*QUESTIONS TO ANSWER*
A - In the Crohn's disease abstract below, why were the study's data put through statistical analysis? Answer in one to three sentences.
B - According to the Crohn's disease abstract below, how many patients with Crohn's disease had their DNA analyzed?
C - Say whether each statement agrees with the Crohn's disease abstract below. Answer yes or no, and quote the words from the abstract that decide it.
(i) The control group was made up of 100 healthy people who were not related.
(ii) The study was done on a group of patients from Malaysia.
(iii) The DNA was analyzed using whole-genome sequencing.

*TEXT FOR ANALYSIS*
##############################

Identification of DLG5 and SLC22A5 gene polymorphisms in Malaysian patients with Crohn's disease
Abstract
OBJECTIVE: The aim of this study was to investigate the association of DLG5 and SLC22A5 gene polymorphisms with the onset of Crohn's disease (CD) in a Malaysian cohort.
METHODS: Genomic DNA of 80 CD patients and 100 healthy unrelated control individuals was extracted and analyzed via polymerase chain reaction-restriction fragment length polymorphism (PCR-RFLP) on DLG5 (4136 C/A), DLG5_e26 and SLC22A5 (-207 G/C) genetic polymorphisms. Data obtained from the study were then subjected to statistical analysis to test for risk association.

##############################

*DATA*
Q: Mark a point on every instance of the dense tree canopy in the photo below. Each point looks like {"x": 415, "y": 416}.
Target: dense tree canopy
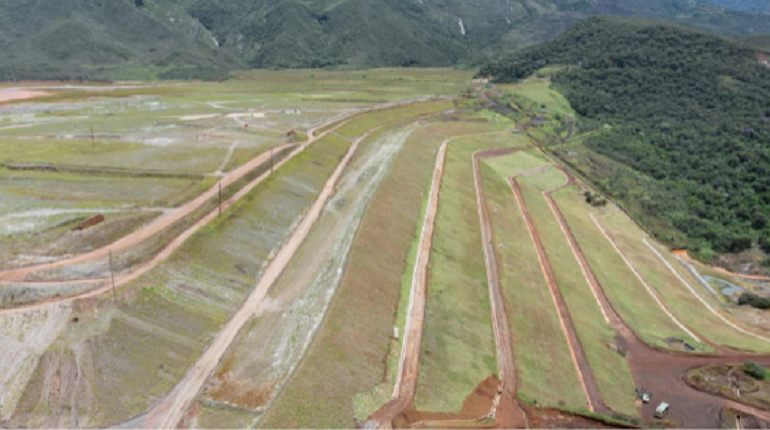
{"x": 688, "y": 109}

##############################

*ANSWERS PER TASK*
A - The data were put through statistical analysis to test whether the DLG5 and SLC22A5 gene polymorphisms were linked to the risk of Crohn's disease.

B - 80 patients.

C -
(i) Yes: "100 healthy unrelated control individuals"
(ii) Yes: "in a Malaysian cohort"
(iii) No: "analyzed via polymerase chain reaction-restriction fragment length polymorphism (PCR-RFLP)"